= PROVIDED PASSAGE =
------

Are calcium channel blockers (CCBs) effective therapy for Raynaud phenomenon?
CCBs are modestly effective at reducing the frequency of attacks of primary Raynaud phenomenon. There is no evidence that attack severity or physiologic measurements are reduced by CCBs. Treatment is associated with adverse effects such as headache, flushing, and edema. (Strength of Recommendation: B, based on inconsistent or limited-quality patient-oriented evidence.)
Primary Raynaud phenomenon is characterized by transient digital ischemia caused by vasoconstriction in response to cold or emotional distress (as opposed to secondary Raynaud phenomenon, which occurs in the setting of systemic disease and can be much more severe). Most estimates suggest that 3% to 5% of the general population experience primary Raynaud phenomenon.1 Avoidance of precipitating factors has long been the primary treatment approach, with pharmacotherapy reserved for patients who have persistent or severe symptoms. There are no clinical practice guidelines for the treatment of primary Raynaud phenomenon.

------

= DATASET =
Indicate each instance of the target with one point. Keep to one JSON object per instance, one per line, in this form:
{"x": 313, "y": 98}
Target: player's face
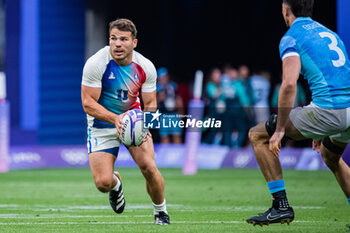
{"x": 121, "y": 45}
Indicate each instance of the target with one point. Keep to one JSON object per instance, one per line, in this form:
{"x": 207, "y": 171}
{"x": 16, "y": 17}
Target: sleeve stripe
{"x": 91, "y": 84}
{"x": 291, "y": 54}
{"x": 148, "y": 89}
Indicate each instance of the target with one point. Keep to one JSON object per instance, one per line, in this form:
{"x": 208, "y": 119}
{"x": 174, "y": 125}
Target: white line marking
{"x": 129, "y": 222}
{"x": 48, "y": 216}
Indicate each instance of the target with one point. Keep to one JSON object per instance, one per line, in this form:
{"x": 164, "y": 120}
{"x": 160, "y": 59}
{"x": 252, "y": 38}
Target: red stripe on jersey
{"x": 140, "y": 72}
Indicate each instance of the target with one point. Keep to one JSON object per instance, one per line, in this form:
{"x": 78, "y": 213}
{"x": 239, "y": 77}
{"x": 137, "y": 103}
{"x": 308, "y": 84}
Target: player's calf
{"x": 116, "y": 196}
{"x": 104, "y": 184}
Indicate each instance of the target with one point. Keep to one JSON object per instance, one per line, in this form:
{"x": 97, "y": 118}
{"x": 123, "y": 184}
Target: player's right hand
{"x": 119, "y": 123}
{"x": 316, "y": 145}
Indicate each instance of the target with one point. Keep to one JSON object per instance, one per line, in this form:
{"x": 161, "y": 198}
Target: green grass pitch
{"x": 66, "y": 200}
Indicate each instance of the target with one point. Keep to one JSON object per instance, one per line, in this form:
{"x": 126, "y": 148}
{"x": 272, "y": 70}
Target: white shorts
{"x": 104, "y": 140}
{"x": 316, "y": 123}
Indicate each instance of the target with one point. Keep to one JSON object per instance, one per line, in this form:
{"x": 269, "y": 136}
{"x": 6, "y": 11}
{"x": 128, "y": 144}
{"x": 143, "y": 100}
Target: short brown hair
{"x": 125, "y": 25}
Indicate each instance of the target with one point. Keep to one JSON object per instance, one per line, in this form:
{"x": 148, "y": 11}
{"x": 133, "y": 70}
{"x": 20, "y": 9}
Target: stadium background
{"x": 45, "y": 43}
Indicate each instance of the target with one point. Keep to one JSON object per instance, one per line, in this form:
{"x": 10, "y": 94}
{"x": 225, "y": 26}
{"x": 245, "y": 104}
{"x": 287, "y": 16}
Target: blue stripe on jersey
{"x": 275, "y": 186}
{"x": 114, "y": 151}
{"x": 89, "y": 139}
{"x": 101, "y": 124}
{"x": 324, "y": 60}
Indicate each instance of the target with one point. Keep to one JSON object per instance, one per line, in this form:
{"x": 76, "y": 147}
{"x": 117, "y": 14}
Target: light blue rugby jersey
{"x": 324, "y": 61}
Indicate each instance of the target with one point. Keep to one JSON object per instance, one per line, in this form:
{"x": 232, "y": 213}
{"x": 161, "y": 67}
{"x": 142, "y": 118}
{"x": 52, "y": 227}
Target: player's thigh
{"x": 316, "y": 123}
{"x": 102, "y": 165}
{"x": 143, "y": 155}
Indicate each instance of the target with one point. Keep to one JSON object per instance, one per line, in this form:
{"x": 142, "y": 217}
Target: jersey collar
{"x": 301, "y": 19}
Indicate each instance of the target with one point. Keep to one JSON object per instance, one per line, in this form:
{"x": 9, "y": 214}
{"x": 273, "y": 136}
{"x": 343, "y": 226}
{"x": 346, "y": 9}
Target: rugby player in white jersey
{"x": 113, "y": 80}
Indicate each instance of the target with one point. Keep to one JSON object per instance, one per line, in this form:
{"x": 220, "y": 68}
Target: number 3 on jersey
{"x": 334, "y": 46}
{"x": 122, "y": 94}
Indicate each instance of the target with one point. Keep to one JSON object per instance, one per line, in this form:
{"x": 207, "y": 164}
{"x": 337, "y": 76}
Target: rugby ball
{"x": 133, "y": 132}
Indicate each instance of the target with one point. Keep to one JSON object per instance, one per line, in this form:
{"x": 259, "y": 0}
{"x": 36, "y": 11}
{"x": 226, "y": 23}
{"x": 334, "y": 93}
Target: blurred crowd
{"x": 237, "y": 97}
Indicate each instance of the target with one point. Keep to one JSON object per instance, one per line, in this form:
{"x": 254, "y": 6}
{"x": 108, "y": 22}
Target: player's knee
{"x": 332, "y": 147}
{"x": 103, "y": 184}
{"x": 255, "y": 135}
{"x": 148, "y": 170}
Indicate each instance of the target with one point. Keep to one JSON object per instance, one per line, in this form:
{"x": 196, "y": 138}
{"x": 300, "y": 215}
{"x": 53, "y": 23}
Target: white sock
{"x": 116, "y": 187}
{"x": 160, "y": 208}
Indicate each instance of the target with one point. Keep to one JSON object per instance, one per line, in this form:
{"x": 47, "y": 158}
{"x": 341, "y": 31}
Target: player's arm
{"x": 89, "y": 97}
{"x": 291, "y": 67}
{"x": 149, "y": 100}
{"x": 290, "y": 73}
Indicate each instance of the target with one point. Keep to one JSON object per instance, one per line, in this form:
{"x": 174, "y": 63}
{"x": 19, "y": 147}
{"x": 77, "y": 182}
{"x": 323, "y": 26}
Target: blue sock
{"x": 275, "y": 186}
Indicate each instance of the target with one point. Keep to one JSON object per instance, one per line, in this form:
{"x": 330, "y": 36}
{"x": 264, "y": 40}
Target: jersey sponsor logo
{"x": 136, "y": 77}
{"x": 111, "y": 76}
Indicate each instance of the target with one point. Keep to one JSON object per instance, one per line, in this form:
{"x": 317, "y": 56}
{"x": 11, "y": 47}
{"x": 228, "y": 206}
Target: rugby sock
{"x": 278, "y": 192}
{"x": 116, "y": 187}
{"x": 160, "y": 208}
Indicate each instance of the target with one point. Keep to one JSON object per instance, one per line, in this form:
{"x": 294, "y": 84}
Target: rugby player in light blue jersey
{"x": 320, "y": 56}
{"x": 113, "y": 80}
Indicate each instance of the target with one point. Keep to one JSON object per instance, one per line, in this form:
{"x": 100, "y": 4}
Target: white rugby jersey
{"x": 121, "y": 85}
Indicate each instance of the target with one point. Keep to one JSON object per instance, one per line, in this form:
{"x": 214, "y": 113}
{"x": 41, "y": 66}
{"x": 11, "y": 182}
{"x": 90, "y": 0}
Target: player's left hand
{"x": 119, "y": 123}
{"x": 316, "y": 145}
{"x": 149, "y": 135}
{"x": 275, "y": 142}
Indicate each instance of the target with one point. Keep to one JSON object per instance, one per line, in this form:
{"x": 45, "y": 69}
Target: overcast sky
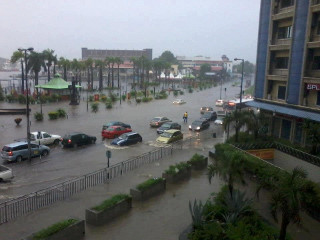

------

= WORK INSTRUCTION =
Please answer from the Raynaud phenomenon passage: what share of the general population experiences primary Raynaud phenomenon, according to most estimates? The lines above are unrelated to the Raynaud phenomenon passage and can be set aside.

= RESULT OF THE EXERCISE =
Most estimates put it at 3% to 5% of the general population.